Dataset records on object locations

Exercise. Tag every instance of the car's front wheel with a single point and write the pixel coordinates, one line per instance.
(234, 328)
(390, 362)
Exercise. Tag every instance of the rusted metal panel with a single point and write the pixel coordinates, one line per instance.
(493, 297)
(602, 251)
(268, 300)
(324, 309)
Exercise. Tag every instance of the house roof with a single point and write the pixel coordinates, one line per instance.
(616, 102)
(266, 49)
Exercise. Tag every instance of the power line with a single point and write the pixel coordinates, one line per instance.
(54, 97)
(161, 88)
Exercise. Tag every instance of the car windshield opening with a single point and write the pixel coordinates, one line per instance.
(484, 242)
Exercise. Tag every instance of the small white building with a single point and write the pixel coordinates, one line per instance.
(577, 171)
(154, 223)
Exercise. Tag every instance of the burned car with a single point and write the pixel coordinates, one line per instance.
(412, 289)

# Exercise task
Reproduce all of the data above verbatim, line by line and in the same order.

# Completed exercise
Exercise. Tag every instance of the car's front wheel with a single point and write the pixel coordinates, one line per instance.
(234, 328)
(390, 362)
Exercise. Tag every instance of the rusted metal panel with a single point and write the pixel coordinates, one line per instance.
(493, 297)
(602, 251)
(268, 300)
(324, 309)
Exercise. Tag every instance of the house roof with a single point and write the pixel coordinates, one line per instance.
(616, 102)
(266, 49)
Exercise. Tag every instance of the power line with a single point and write the pixel coordinates, one line per instance.
(54, 97)
(161, 88)
Exercise. Tag every instance of the car windshield opening with a single point and write the pixel coordinates, one line per instance.
(484, 242)
Exercise. Tag every instance of the small white building with a single point and write the pixel coordinates, one line per instance.
(577, 171)
(154, 223)
Exercise. Tag every instance of the burned car with a single point and write the pixel coordinates, one line per instance.
(412, 289)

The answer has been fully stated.